**Supplied entries:**
────

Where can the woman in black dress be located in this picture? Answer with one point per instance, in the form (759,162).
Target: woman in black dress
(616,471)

────

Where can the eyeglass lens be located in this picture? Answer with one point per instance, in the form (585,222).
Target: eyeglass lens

────

**Action item:** Go through the listing above and return every line where the word "form" occurs.

**Exercise result:**
Where can the woman in black dress be located in this picture? Answer with one point per instance, in the form (759,162).
Where can the eyeglass lens be located in this picture? Answer with one point per instance, in the form (585,222).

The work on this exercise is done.